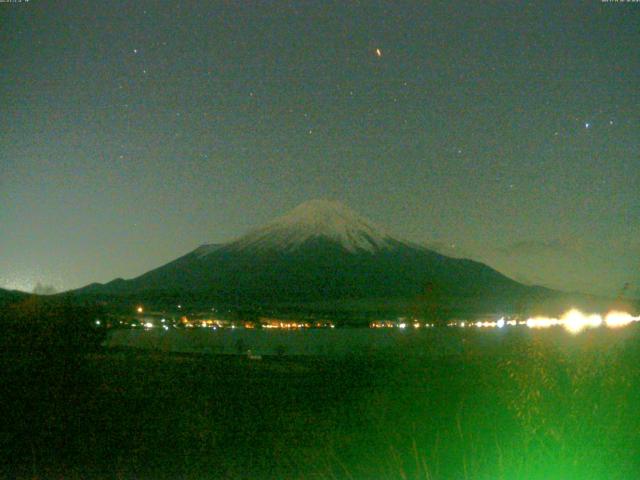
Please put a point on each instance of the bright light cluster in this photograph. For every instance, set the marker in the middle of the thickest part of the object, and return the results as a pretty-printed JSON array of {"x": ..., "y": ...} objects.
[{"x": 574, "y": 321}]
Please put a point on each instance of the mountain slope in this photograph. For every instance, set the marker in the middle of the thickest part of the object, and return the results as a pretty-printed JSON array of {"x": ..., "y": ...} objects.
[{"x": 320, "y": 252}]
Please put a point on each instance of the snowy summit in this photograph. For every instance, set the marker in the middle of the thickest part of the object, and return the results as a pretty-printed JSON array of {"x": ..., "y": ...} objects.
[{"x": 317, "y": 219}]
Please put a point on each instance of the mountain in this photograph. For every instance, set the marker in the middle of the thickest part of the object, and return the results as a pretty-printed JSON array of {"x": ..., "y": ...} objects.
[
  {"x": 11, "y": 296},
  {"x": 323, "y": 255}
]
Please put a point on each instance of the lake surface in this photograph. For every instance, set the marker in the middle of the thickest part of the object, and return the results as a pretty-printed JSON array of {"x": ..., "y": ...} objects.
[{"x": 428, "y": 342}]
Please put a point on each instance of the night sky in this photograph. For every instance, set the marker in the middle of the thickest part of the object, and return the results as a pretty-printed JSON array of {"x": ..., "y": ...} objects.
[{"x": 134, "y": 131}]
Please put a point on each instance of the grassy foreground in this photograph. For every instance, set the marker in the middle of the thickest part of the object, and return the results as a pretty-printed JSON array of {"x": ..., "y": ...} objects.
[{"x": 543, "y": 406}]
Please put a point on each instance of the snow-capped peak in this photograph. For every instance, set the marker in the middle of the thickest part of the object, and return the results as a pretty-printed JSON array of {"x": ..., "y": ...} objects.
[{"x": 317, "y": 219}]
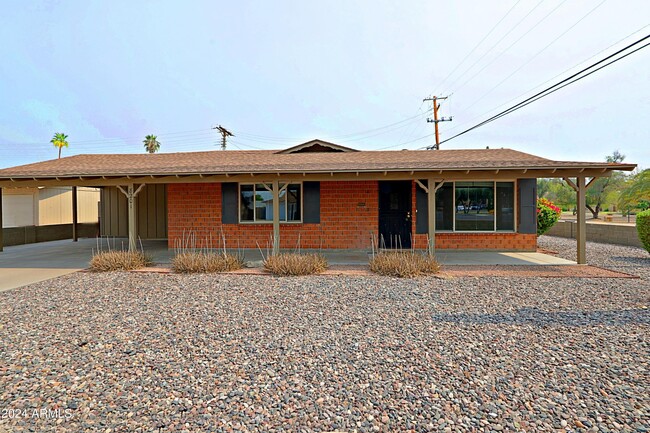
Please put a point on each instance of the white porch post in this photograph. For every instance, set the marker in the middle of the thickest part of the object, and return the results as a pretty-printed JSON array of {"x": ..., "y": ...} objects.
[
  {"x": 276, "y": 217},
  {"x": 131, "y": 195},
  {"x": 581, "y": 206},
  {"x": 1, "y": 229},
  {"x": 581, "y": 233},
  {"x": 431, "y": 207},
  {"x": 75, "y": 235}
]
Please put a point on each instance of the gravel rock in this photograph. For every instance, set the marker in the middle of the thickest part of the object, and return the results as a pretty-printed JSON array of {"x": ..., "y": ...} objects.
[{"x": 134, "y": 352}]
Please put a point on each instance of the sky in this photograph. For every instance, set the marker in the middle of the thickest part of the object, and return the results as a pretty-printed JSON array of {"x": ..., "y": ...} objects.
[{"x": 279, "y": 73}]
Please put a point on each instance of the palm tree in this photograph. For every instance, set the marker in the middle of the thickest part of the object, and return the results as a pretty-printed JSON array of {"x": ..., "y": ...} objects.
[
  {"x": 59, "y": 140},
  {"x": 151, "y": 143}
]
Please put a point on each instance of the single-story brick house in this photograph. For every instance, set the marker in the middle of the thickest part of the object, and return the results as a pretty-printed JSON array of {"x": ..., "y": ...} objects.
[{"x": 321, "y": 195}]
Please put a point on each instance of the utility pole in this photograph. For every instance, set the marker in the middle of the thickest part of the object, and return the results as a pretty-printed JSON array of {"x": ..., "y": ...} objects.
[
  {"x": 224, "y": 133},
  {"x": 435, "y": 119}
]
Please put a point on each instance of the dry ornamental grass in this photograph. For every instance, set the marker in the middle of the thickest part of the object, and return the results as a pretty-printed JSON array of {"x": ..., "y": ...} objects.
[
  {"x": 203, "y": 262},
  {"x": 403, "y": 264},
  {"x": 293, "y": 264},
  {"x": 106, "y": 261}
]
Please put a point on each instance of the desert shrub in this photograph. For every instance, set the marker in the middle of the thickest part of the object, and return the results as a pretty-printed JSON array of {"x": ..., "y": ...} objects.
[
  {"x": 105, "y": 261},
  {"x": 293, "y": 264},
  {"x": 643, "y": 228},
  {"x": 547, "y": 215},
  {"x": 403, "y": 264},
  {"x": 202, "y": 262}
]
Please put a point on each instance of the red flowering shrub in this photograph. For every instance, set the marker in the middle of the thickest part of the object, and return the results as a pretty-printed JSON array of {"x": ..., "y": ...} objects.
[{"x": 547, "y": 215}]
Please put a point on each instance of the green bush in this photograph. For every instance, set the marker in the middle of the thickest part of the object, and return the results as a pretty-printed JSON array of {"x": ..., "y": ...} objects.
[
  {"x": 547, "y": 215},
  {"x": 294, "y": 264},
  {"x": 106, "y": 261},
  {"x": 643, "y": 228}
]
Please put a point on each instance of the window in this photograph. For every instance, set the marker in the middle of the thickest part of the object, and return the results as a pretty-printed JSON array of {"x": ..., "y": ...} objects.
[
  {"x": 256, "y": 202},
  {"x": 475, "y": 206}
]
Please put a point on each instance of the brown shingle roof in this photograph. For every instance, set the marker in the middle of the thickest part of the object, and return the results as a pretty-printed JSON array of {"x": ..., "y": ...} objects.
[{"x": 269, "y": 161}]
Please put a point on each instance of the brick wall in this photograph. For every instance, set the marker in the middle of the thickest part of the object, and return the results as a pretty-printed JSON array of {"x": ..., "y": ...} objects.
[{"x": 349, "y": 214}]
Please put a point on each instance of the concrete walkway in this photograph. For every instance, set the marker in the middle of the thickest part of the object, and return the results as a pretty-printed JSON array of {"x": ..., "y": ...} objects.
[{"x": 26, "y": 264}]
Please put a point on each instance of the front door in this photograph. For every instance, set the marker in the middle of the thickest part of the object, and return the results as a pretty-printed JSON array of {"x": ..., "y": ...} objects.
[{"x": 395, "y": 214}]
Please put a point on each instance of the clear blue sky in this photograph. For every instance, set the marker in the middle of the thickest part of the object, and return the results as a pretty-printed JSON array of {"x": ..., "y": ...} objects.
[{"x": 282, "y": 72}]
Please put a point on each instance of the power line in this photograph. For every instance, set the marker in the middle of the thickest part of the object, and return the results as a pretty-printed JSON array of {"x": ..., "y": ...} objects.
[
  {"x": 554, "y": 88},
  {"x": 535, "y": 56},
  {"x": 476, "y": 46},
  {"x": 509, "y": 46},
  {"x": 496, "y": 44}
]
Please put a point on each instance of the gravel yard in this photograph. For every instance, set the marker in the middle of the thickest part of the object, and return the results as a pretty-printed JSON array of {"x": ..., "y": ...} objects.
[{"x": 129, "y": 352}]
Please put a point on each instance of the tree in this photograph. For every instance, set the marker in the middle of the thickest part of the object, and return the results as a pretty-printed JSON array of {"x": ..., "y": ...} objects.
[
  {"x": 151, "y": 143},
  {"x": 636, "y": 192},
  {"x": 59, "y": 140},
  {"x": 601, "y": 187}
]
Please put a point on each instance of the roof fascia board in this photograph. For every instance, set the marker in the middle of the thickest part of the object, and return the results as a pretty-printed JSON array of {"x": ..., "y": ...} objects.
[{"x": 321, "y": 176}]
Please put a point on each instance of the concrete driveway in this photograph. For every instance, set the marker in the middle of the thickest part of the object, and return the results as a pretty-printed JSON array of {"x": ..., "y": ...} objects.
[
  {"x": 21, "y": 265},
  {"x": 25, "y": 264}
]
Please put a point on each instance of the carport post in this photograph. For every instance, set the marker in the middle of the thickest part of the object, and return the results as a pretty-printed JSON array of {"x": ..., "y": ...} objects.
[
  {"x": 431, "y": 208},
  {"x": 74, "y": 214},
  {"x": 1, "y": 229},
  {"x": 131, "y": 194},
  {"x": 581, "y": 233},
  {"x": 276, "y": 217}
]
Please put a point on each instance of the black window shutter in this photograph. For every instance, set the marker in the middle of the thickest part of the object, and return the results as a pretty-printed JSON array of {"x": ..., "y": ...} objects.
[
  {"x": 311, "y": 202},
  {"x": 527, "y": 205},
  {"x": 229, "y": 200},
  {"x": 421, "y": 209}
]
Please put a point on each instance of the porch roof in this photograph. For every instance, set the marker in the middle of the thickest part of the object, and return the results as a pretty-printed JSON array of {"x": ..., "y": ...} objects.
[{"x": 100, "y": 169}]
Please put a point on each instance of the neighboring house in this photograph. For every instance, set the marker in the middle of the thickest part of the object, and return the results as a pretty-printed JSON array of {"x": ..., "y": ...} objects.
[
  {"x": 42, "y": 206},
  {"x": 323, "y": 194}
]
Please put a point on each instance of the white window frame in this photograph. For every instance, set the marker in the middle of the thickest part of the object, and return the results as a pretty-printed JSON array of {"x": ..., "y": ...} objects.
[{"x": 268, "y": 187}]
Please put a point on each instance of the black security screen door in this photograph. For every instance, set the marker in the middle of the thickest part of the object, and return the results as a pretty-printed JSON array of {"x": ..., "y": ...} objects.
[{"x": 395, "y": 214}]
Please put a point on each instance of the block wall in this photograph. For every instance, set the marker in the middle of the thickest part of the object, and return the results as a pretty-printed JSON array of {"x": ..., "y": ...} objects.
[{"x": 349, "y": 214}]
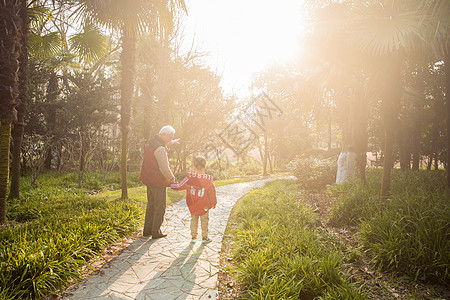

■ **REQUIRED ACTION**
Find the line with "Please put a point on each instance of the white window". Reproduce it and every line after it through the last line above exactly, leaving out the pictures.

■ **SOLUTION**
Please put a point on each instance of the white window frame in this photograph. For every instance, set the marker in the middle of the thickest part of the object, and return the results as a pretty-printed JSON array of {"x": ..., "y": ...} objects.
[{"x": 268, "y": 187}]
Please put a point on each instance of the black security screen door in this photograph. For every instance, set the marker in the middle of the thickest part of the object, and return the results as a pretty-printed JSON array of {"x": ..., "y": ...} objects.
[{"x": 395, "y": 214}]
Please put a point on each instance of the block wall in this photograph. For every instance, set the marker in the middle of the thickest part of the object, and return the results as a pretty-printed JSON array of {"x": ..., "y": ...} objects.
[{"x": 349, "y": 214}]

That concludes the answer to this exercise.